• **EXERCISE OBJECTIVE**
Copy the material from the line with "Provide the mask of every instance of the tree" up to and including the line with "44L101 44L101 39L98", swapping "tree" for "oak" and keeping everything else the same.

========

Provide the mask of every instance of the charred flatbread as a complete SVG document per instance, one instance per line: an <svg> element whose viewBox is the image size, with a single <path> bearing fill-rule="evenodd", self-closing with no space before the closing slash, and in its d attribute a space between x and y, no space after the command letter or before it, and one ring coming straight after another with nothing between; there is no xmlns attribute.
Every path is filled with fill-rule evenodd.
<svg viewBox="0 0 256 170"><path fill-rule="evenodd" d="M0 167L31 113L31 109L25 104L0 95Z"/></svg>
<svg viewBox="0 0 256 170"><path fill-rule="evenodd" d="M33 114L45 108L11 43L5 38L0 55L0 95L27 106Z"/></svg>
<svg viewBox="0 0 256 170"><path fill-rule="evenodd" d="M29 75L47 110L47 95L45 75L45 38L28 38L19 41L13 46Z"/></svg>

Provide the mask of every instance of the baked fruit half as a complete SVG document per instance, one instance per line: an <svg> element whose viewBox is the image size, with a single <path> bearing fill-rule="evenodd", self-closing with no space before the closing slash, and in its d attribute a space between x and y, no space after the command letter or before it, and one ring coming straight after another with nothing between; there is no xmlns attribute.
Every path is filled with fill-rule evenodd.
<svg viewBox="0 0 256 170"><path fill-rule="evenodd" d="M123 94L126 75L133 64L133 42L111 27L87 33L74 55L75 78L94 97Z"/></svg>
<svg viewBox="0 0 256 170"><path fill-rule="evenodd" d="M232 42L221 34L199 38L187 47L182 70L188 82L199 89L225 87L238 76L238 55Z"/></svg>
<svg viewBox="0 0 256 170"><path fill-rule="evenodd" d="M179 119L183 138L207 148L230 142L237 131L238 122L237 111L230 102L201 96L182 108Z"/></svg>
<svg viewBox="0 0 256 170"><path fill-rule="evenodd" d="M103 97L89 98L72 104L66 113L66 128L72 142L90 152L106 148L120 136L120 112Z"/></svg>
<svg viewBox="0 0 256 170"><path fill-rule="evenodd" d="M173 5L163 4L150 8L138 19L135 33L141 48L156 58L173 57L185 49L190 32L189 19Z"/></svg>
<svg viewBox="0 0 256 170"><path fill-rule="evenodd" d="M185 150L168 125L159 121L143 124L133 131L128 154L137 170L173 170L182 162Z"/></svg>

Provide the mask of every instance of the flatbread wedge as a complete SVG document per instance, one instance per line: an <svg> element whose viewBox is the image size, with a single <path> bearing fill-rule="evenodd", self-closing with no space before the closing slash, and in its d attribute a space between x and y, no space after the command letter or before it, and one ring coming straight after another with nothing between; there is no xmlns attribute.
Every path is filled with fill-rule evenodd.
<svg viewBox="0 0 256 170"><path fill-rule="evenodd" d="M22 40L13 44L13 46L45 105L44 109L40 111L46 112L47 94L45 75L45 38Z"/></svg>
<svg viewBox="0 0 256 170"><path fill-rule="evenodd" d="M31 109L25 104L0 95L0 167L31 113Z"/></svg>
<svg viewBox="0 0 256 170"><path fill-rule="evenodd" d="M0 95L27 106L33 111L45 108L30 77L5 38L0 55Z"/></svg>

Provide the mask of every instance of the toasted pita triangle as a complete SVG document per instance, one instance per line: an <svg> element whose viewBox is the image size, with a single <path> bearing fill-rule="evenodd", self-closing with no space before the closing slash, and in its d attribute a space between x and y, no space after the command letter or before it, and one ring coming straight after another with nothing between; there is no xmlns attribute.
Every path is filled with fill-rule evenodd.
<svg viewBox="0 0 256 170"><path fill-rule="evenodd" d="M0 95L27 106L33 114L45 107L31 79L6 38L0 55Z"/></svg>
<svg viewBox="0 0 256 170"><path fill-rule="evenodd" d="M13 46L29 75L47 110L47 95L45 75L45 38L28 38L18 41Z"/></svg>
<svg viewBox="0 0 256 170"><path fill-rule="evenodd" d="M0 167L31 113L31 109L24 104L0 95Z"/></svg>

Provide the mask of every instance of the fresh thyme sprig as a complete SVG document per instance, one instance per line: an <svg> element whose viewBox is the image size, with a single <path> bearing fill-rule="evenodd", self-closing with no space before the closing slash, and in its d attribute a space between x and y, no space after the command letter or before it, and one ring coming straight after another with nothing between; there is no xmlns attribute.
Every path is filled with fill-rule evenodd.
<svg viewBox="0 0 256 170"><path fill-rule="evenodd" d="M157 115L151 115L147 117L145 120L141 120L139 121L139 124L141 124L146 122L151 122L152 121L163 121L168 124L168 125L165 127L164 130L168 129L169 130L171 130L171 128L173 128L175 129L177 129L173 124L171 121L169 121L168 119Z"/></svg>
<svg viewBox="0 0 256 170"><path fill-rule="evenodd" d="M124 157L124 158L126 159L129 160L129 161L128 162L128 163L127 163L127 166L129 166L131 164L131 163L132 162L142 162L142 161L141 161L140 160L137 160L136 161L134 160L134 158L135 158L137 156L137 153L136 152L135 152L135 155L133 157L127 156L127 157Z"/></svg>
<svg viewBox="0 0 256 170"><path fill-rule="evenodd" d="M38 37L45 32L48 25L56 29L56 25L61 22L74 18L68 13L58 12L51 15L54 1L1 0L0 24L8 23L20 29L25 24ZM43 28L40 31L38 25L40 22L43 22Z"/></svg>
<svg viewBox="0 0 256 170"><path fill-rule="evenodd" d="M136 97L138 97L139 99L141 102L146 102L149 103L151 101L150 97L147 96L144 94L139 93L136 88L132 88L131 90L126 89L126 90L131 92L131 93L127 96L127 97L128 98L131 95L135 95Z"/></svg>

========

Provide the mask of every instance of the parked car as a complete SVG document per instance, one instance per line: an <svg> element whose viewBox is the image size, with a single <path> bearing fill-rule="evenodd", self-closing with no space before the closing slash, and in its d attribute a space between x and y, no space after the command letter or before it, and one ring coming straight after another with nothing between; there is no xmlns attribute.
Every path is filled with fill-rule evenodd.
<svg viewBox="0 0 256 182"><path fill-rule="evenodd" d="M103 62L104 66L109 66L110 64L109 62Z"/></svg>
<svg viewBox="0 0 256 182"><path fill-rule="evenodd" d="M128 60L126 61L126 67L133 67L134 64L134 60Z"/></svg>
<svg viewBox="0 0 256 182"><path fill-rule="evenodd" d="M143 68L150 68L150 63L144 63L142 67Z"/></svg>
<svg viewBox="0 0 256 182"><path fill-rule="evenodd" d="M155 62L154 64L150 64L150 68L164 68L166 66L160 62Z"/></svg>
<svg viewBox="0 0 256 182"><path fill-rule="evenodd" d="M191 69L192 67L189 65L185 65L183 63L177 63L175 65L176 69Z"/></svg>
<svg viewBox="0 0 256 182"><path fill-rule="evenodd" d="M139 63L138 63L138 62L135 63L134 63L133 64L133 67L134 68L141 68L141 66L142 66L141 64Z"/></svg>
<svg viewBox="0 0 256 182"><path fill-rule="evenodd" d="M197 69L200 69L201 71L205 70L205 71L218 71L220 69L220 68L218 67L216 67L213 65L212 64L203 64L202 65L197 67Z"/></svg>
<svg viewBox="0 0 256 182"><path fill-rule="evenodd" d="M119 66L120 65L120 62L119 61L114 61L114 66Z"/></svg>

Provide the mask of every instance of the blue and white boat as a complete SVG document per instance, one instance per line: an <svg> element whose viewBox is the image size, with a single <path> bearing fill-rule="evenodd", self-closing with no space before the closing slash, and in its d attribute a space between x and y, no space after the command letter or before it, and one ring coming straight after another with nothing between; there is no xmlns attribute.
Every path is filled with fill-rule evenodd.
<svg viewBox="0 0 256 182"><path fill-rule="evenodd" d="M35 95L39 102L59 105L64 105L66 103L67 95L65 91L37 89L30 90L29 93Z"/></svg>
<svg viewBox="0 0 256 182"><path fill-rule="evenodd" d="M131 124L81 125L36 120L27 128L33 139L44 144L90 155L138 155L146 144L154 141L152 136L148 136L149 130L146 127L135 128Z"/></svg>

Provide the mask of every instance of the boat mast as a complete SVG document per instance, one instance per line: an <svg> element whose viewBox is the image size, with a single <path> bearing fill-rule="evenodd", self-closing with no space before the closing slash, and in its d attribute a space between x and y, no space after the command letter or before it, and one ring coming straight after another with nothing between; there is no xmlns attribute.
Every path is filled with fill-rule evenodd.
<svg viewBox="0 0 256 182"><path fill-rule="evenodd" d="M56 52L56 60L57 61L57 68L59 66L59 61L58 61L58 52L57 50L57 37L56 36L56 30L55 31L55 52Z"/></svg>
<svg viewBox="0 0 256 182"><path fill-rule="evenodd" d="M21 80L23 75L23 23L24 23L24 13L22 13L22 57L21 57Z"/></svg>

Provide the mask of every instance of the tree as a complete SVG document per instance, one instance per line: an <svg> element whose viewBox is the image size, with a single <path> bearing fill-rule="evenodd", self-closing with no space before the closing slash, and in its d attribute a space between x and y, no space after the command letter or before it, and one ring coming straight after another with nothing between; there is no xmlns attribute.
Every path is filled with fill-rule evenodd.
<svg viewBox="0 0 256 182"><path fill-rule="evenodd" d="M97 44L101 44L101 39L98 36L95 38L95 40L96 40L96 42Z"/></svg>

========

• **ANSWER**
Provide the mask of every instance of the oak as a complete SVG document per instance, one instance per line: an <svg> element whose viewBox is the image size, with a single <path> bearing fill-rule="evenodd", self-closing with no space before the closing slash, and in its d attribute a space between x and y, no space after the command letter or before it, and one ring coming straight after another with nothing between; there is no xmlns attribute.
Every path is filled with fill-rule evenodd.
<svg viewBox="0 0 256 182"><path fill-rule="evenodd" d="M97 44L101 44L101 39L98 36L95 38L95 40L96 40L96 42Z"/></svg>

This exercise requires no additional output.